| Selected extract |

Segment Open

= Saigon (Killmaster novel) =

1964 novel by Michael Avallone and Valerie Moolman

First edition

Saigon is the sixth novel in the long-running Nick Carter-Killmaster series of spy novels. Carter is a US secret agent, code-named N-3, with the rank of Killmaster. He works for AXE – a secret arm of the US intelligence services.

==Publishing history==
The book was first published in December 1964 (Number A122F) by Award Books part of the Beacon-Signal division of Universal Publishing and Distributing Corporation (New York, USA), part of the Conde Nast Publications Inc. The novel was written by Michael Avallone and Valerie Moolman. Copyright was registered in the US.

==Plot summary==
The story is set in August–September 1964. Claire La Farge, widow of a French intelligence officer, lives in a large rice and tea plantation in North Vietnam. One night she receives a coded message in the form of a knotted belt (quipu) from a former associate of her husband. She sends her trusted servant, Saito, to Saigon to place an advert in the personal column of the Times of Vietnam hoping to contact former colleagues of her husband who can decode the message. Raoul Dupre, a former French intelligence officer and businessman in Saigon, reads the ad and makes contact. Agent Nick Carter, in Saigon posing as a WHO medical observer, answers the ad on a hunch and learns of Dupre's involvement. Dupre's daughter, Antoinette (Toni), has become a heroin addict under the influence of Lin Tong – a Chinese communist spy interested in finding out the truth about her father.

Hawk orders Carter to help Raoul Dupre contact Claire La Farge to retrieve the coded message. Antoinette tells Carter that Lin Tong is pressing her to spy on her father and that she has revealed to Lin Tong what she has overheard of the coded message and the American agent who would be coming to help. Lin Tong follows Antoinette and Carter to a secluded rendezvous where he accidentally shoots and kills her. Carter and Lin Tong race each other to North Vietnam. Carter heads for the La Farge plantation accompanied by Saito while Lin Tong contacts his communist guerilla allies to be on the lookout for a western agent.

Segment Closed

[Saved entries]
Segment Open

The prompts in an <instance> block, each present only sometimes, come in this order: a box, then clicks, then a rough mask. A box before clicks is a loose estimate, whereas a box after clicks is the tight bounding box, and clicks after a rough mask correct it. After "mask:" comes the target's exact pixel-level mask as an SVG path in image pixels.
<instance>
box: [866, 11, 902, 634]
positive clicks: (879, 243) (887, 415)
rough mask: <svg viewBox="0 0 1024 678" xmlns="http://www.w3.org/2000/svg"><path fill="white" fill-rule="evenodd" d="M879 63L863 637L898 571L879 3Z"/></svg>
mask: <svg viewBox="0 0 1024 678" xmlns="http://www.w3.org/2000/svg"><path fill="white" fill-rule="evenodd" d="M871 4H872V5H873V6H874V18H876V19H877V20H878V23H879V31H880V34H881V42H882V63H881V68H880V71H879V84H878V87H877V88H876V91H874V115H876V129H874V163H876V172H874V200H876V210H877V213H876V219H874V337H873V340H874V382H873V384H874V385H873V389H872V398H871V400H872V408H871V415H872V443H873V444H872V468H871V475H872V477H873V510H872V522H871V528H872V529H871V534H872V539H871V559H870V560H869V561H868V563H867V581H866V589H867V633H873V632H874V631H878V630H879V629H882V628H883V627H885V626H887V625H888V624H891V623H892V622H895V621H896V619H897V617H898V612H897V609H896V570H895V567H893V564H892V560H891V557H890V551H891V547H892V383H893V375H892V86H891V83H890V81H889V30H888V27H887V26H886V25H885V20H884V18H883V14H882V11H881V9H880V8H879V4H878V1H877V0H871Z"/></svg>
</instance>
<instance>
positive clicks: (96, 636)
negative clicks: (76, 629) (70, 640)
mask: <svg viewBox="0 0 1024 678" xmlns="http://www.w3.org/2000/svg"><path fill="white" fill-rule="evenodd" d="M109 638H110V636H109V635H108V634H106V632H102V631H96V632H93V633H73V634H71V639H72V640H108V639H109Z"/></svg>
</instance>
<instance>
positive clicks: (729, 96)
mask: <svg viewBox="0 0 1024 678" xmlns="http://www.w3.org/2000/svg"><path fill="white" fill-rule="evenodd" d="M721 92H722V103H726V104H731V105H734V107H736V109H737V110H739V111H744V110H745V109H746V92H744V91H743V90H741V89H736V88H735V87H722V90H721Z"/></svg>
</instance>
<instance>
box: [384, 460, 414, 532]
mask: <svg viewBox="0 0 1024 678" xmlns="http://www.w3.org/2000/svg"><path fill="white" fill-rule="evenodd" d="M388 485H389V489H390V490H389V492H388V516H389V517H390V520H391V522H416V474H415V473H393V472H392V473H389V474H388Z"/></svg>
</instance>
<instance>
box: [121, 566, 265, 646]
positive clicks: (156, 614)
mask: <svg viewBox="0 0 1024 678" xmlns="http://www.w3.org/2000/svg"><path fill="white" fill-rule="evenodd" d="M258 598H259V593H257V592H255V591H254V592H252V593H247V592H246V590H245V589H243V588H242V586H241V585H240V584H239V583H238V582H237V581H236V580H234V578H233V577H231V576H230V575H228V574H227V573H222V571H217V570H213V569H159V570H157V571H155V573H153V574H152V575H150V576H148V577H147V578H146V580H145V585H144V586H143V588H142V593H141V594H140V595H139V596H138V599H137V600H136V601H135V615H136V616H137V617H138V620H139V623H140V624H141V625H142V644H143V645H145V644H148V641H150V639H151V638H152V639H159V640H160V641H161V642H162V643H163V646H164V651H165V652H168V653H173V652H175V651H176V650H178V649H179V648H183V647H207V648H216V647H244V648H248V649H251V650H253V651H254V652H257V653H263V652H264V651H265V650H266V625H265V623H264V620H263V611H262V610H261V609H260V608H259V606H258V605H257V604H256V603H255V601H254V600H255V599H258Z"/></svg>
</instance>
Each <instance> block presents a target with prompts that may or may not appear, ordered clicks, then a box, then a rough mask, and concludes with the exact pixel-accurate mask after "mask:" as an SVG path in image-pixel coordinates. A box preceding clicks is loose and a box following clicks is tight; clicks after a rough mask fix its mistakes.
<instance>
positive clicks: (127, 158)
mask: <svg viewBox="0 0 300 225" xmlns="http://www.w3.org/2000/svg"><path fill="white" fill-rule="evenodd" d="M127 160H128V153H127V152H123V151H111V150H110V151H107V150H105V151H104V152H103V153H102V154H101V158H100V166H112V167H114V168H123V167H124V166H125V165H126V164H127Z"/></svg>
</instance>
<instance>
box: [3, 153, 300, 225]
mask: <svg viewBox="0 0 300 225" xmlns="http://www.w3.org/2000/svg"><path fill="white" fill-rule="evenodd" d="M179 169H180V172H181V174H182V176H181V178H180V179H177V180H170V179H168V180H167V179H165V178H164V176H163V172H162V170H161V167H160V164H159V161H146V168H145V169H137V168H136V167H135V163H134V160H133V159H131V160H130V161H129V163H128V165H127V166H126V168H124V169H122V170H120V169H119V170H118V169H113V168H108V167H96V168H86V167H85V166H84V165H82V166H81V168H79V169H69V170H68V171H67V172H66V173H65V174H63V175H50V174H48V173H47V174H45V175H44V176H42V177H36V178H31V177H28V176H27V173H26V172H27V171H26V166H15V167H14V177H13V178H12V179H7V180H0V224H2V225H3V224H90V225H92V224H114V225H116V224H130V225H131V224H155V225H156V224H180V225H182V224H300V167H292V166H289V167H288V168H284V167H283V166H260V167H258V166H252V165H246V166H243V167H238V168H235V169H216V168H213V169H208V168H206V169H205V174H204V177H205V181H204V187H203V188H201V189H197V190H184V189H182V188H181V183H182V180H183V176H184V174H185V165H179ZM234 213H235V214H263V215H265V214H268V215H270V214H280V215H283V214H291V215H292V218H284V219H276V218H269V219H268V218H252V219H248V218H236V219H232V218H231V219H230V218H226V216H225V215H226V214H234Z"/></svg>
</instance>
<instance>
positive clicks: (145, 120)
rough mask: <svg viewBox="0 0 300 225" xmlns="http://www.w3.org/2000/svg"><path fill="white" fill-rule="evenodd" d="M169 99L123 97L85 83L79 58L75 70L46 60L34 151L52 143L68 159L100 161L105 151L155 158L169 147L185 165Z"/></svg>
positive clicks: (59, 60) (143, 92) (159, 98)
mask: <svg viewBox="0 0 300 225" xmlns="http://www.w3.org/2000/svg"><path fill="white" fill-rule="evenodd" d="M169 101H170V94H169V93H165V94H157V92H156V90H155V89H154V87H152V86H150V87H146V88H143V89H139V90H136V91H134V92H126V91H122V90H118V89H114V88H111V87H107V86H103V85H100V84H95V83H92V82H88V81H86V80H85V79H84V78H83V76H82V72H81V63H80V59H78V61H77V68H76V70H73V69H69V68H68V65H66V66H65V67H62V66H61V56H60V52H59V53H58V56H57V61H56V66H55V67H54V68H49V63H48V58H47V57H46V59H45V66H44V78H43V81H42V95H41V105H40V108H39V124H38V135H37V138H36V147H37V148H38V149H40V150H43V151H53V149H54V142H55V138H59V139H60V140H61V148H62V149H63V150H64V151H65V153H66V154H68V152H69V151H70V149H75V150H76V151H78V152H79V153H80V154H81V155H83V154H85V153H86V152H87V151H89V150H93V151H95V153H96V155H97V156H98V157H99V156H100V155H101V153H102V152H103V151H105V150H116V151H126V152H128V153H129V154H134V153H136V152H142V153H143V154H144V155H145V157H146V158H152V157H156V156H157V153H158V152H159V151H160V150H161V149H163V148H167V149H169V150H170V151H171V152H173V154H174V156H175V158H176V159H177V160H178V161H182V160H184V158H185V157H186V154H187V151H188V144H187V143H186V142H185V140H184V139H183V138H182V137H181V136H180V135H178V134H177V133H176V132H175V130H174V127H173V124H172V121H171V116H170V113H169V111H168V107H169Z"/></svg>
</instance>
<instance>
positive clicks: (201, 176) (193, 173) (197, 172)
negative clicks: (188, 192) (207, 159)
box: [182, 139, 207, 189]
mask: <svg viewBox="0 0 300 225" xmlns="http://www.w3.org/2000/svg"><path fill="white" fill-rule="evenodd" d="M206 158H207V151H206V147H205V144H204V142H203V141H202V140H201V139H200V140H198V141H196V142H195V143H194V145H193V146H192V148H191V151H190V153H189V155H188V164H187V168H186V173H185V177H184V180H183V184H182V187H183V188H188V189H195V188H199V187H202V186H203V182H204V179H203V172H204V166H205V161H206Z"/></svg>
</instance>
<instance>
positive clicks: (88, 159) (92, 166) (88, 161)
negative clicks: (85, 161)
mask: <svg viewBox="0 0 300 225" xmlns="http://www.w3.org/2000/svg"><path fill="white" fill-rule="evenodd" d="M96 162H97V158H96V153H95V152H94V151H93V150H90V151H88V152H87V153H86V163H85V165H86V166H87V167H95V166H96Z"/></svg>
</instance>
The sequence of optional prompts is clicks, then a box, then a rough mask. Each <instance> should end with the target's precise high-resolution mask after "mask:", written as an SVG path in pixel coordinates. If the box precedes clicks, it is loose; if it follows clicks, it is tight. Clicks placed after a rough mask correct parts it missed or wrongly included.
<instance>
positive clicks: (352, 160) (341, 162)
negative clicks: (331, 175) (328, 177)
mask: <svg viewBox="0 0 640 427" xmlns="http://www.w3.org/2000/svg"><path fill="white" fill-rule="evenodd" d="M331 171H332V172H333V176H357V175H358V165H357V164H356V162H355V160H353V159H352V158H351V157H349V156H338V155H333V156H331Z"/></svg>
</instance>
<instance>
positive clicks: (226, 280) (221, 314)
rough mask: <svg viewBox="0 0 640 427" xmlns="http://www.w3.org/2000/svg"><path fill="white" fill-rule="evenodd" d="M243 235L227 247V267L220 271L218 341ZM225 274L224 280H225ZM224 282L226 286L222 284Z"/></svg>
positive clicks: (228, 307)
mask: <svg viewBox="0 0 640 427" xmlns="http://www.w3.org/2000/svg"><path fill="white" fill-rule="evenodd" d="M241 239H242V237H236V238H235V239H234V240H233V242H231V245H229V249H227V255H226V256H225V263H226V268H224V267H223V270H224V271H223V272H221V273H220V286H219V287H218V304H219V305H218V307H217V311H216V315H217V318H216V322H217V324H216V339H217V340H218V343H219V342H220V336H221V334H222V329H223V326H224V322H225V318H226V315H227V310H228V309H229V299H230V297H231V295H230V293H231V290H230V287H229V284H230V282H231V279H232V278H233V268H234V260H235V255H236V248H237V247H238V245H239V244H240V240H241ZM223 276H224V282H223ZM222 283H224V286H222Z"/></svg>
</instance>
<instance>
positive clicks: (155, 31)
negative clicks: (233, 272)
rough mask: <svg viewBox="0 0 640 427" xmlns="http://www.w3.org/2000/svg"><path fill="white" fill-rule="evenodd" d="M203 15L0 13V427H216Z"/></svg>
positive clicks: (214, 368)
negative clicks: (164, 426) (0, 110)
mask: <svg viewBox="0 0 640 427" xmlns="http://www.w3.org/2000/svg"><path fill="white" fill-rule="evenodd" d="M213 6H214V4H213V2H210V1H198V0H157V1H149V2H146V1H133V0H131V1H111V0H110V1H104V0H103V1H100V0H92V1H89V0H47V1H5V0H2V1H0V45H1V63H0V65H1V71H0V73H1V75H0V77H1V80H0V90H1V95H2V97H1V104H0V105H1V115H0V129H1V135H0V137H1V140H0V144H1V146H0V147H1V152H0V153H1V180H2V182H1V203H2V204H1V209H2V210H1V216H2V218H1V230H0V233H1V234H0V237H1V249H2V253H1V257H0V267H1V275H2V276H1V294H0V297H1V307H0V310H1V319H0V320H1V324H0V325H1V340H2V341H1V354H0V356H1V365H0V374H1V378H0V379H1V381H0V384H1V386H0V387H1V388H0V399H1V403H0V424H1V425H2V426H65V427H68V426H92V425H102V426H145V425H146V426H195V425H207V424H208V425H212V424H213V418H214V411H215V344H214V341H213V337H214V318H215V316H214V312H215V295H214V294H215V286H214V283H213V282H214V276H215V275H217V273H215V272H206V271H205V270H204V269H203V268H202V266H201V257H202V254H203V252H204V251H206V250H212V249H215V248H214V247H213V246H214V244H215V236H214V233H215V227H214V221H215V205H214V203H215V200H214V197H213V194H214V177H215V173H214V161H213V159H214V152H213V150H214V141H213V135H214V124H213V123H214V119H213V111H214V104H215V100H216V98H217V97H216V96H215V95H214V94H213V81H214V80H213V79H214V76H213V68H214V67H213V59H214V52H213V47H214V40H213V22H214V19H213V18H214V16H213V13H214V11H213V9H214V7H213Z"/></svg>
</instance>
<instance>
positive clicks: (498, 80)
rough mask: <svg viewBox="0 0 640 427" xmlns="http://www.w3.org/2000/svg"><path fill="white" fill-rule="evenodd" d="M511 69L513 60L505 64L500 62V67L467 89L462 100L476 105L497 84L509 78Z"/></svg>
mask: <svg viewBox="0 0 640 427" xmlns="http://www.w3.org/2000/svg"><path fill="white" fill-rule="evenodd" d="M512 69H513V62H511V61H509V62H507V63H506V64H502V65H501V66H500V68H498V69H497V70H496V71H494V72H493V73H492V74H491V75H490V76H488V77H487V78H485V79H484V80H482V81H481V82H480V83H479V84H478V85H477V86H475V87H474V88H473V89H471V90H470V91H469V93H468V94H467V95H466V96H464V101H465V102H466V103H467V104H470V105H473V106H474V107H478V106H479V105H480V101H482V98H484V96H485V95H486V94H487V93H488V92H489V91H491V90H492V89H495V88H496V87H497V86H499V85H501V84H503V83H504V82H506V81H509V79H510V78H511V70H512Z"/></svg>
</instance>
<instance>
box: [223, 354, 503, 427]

Segment Closed

| Task list |
(a) In the article about the novel Saigon, what is Nick Carter posing as while he is in Saigon?
(b) Write the next part of the article about the novel Saigon, picking up after its final sentence.

| Task responses |
(a) He is posing as a WHO medical observer.

(b)
Lin Tong arrives at the La Farge plantation first with a small group of North Vietnamese soldiers. He starts to interrogate and torture Claire La Farge concerning the location of the coded message. Carter and Saito arrive shortly afterwards. They assemble the plantation workers still loyal to Claire La Farge and overpower the North Vietnamese soldiers. Lin Tong is captured and Claire La Farge is released. Raoul Dupre arrives by helicopter to take Carter and Lin Tong back to Saigon. The quipu belt is decoded as a list of Chinese communist spies living and working in South Vietnam. Raoul Dupre takes charge of eliminating the spies, while Carter returns home.

==Main characters==
- Nick Carter (agent N-3, AXE; posing as WHO medical observer)
- Mr Hawk (Carter’s boss, head of AXE)
- Claire La Farge (widowed French rice / tea plantation owner)
- Saito (Japanese servant of Claire La Farge)
- Raoul Dupre (businessman and former French intelligence officer, father of Antoinette)
- Antoinette (Toni) Dupre (daughter of Raoul)
- Lin Tong (Chinese communist spy, lover of Antoinette)
- Ho Van Minh (N. Vietnamese general)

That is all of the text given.